— Begin —

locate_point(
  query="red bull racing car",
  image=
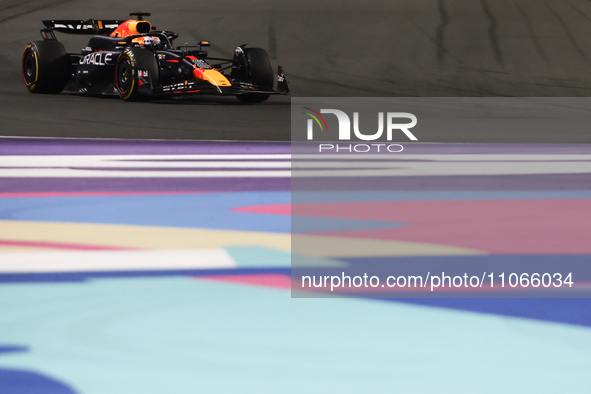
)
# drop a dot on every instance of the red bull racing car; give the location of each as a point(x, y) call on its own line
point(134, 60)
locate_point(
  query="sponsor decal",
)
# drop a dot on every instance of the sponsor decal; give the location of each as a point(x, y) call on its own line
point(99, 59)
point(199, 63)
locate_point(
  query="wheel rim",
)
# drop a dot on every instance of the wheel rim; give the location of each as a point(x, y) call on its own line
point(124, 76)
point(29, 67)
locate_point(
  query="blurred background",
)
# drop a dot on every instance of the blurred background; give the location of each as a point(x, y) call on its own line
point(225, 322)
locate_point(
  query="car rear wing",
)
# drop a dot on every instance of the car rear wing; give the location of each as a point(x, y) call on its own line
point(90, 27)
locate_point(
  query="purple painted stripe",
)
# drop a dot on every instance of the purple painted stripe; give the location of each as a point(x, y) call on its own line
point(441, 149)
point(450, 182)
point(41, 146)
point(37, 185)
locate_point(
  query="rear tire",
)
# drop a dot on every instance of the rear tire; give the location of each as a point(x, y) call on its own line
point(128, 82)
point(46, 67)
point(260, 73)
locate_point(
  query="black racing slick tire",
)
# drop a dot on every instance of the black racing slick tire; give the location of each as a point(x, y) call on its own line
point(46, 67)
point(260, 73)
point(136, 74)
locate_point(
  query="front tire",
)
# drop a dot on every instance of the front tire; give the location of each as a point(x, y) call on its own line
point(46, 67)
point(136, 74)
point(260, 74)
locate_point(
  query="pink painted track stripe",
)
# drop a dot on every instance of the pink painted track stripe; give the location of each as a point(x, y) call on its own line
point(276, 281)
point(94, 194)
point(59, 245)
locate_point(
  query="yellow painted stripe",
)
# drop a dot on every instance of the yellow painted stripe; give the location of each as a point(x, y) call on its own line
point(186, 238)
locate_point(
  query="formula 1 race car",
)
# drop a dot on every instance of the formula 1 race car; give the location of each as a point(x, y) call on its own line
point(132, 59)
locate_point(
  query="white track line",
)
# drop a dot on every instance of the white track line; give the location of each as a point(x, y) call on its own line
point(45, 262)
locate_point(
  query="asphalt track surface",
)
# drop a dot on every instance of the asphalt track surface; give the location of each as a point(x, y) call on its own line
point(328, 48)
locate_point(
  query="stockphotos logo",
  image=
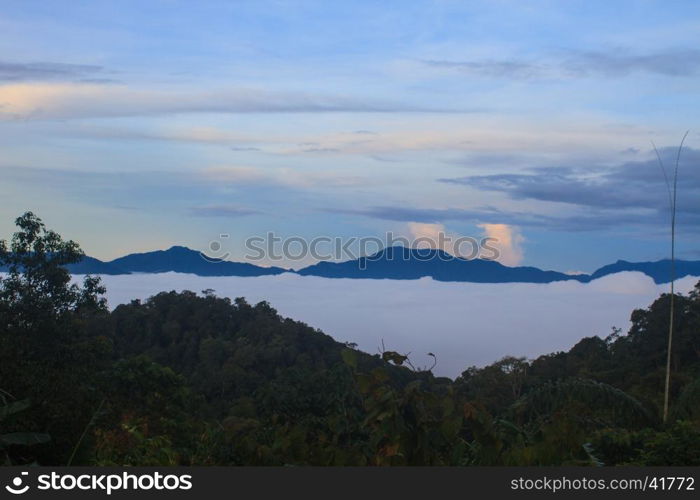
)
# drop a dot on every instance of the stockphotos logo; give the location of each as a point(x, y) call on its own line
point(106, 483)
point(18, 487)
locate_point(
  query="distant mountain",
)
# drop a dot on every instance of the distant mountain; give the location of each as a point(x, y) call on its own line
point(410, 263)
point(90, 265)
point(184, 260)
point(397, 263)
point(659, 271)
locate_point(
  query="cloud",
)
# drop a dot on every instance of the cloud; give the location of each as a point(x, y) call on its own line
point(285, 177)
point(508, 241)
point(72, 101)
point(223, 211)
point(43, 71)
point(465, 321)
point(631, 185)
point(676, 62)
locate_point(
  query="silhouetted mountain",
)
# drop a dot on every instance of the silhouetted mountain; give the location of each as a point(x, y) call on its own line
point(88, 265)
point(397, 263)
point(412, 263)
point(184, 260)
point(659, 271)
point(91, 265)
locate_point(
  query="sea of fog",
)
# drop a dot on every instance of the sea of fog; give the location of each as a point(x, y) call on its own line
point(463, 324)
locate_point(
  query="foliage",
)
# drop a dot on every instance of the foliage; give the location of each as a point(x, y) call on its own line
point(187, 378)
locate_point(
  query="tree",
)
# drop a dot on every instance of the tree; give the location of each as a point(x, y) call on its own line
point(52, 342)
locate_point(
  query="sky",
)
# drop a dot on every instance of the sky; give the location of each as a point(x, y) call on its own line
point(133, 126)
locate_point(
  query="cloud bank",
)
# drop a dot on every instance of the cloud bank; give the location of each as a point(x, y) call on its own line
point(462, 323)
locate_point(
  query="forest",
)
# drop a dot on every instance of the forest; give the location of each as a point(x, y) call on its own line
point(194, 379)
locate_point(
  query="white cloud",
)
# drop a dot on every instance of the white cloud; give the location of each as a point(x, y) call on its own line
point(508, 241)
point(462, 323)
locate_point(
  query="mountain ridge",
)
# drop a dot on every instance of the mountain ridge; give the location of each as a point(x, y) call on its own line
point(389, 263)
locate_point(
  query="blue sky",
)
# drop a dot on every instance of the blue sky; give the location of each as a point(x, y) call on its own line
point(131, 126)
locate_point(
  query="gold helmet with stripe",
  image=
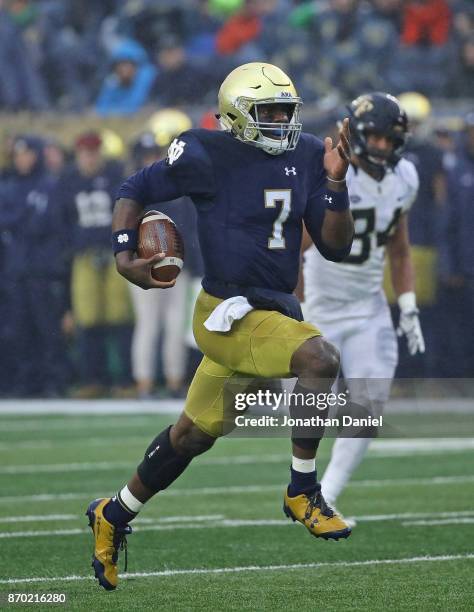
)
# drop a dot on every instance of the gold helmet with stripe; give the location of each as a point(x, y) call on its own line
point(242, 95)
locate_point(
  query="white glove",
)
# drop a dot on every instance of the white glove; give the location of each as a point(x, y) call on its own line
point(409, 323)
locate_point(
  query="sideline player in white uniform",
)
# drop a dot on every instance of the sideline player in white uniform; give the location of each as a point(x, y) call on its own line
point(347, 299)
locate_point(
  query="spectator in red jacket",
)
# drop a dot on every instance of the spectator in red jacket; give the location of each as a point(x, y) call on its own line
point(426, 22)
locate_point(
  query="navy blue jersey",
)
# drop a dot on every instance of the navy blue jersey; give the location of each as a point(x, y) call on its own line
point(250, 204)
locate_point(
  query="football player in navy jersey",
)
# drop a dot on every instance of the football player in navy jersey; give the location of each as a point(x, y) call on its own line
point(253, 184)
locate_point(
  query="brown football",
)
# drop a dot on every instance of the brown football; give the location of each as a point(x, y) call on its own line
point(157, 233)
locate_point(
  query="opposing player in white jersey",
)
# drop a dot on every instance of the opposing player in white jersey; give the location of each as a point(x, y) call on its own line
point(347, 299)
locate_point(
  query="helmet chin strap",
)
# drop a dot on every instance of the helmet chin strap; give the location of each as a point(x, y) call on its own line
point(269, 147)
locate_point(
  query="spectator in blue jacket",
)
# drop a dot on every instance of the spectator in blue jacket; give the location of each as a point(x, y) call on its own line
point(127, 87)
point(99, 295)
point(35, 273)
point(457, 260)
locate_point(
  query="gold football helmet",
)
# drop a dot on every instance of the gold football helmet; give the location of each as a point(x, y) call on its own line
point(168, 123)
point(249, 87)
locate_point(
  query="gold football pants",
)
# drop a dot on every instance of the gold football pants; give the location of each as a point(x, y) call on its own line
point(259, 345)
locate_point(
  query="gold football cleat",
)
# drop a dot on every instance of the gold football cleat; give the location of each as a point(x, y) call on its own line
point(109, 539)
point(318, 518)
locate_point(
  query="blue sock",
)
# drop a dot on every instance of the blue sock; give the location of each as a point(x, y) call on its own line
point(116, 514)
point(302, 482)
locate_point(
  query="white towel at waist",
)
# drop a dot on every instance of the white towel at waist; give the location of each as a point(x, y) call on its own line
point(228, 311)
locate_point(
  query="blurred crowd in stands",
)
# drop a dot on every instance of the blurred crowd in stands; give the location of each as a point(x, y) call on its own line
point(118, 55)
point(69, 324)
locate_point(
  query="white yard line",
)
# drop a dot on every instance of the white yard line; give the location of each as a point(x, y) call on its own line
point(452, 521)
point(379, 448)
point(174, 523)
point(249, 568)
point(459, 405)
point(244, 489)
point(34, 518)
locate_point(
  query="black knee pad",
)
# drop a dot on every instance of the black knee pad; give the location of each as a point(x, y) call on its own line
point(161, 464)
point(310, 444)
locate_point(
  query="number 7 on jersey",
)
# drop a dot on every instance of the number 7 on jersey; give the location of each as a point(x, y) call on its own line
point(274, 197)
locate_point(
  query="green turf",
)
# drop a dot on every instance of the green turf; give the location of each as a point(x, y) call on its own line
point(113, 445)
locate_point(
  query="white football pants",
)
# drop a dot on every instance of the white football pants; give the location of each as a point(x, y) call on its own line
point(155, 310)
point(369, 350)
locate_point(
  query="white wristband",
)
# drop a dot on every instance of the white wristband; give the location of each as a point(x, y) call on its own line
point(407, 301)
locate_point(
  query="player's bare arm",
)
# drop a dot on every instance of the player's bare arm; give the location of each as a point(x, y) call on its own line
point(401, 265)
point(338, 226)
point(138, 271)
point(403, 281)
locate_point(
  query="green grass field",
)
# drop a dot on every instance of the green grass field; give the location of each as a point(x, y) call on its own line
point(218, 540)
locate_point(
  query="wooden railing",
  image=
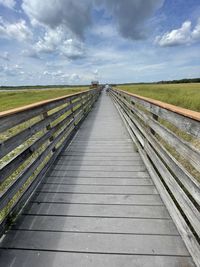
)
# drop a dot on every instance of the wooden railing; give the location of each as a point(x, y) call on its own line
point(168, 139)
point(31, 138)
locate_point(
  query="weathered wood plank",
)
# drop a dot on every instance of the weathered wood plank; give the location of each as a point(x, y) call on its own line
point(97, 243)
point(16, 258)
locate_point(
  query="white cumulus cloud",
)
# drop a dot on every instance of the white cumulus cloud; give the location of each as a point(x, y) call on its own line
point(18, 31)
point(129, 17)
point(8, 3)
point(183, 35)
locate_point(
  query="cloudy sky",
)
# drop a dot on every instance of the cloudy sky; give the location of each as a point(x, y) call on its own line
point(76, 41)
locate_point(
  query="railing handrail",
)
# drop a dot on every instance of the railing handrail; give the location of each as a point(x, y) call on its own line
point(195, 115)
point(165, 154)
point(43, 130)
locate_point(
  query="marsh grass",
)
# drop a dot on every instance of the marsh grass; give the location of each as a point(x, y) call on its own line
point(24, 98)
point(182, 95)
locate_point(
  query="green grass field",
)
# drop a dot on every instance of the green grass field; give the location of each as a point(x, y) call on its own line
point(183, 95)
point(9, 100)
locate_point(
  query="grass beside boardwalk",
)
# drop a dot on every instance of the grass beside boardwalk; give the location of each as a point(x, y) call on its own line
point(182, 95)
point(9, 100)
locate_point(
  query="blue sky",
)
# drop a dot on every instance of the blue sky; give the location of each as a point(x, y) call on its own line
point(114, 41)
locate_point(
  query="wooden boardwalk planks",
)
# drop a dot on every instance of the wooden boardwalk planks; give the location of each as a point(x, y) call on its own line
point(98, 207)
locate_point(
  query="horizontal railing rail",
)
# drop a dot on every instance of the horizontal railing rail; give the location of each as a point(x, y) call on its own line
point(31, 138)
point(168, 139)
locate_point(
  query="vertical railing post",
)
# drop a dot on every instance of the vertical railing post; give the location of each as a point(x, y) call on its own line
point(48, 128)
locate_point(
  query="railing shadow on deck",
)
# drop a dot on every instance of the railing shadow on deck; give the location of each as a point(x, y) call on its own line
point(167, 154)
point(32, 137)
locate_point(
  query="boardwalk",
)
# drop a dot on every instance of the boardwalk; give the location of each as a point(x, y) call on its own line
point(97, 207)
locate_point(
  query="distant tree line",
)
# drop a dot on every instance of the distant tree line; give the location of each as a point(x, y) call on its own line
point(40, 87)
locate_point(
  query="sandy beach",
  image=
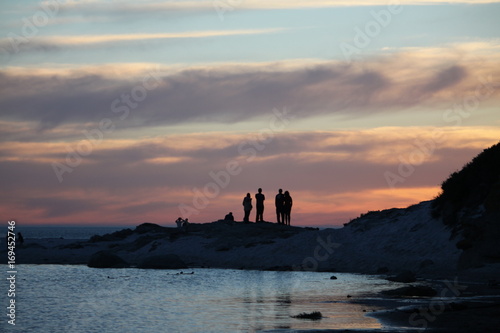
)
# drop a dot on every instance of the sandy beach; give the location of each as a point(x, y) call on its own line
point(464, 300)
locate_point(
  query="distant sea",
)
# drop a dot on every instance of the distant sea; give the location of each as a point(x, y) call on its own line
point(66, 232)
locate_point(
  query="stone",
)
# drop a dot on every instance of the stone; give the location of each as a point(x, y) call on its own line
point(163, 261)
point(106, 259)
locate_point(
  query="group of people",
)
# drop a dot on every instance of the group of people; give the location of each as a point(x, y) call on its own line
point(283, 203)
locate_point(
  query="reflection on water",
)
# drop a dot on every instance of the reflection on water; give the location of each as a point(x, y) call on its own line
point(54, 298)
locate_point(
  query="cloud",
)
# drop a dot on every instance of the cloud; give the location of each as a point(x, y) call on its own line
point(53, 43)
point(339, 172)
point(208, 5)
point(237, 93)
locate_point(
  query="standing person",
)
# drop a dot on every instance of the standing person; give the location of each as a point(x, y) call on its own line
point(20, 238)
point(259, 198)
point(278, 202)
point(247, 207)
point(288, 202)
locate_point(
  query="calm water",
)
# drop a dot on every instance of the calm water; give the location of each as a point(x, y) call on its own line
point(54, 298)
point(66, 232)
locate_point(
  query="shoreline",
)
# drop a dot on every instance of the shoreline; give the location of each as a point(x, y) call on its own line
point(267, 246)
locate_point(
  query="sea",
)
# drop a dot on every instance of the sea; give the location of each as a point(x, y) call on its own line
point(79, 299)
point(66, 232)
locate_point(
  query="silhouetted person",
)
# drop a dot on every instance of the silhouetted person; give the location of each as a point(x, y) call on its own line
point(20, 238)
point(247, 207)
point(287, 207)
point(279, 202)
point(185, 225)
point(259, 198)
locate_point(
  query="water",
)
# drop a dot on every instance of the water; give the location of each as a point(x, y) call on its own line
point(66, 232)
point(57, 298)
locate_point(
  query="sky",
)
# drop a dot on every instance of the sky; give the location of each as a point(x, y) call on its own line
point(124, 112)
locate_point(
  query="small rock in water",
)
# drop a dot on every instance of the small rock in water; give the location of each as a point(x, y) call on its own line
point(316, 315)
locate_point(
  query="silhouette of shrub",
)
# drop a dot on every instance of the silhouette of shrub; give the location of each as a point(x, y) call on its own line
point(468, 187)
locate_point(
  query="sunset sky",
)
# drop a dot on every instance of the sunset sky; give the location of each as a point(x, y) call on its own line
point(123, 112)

— End —

• **YOUR INSTRUCTIONS**
Gather every line above that contains the word "purple" and copy each one out in full.

• **EXERCISE RESPONSE**
  query="purple painted stripe",
# drop a dot on every instance of the purple painted stripe; give the location of each as a point(x, y) call on its own line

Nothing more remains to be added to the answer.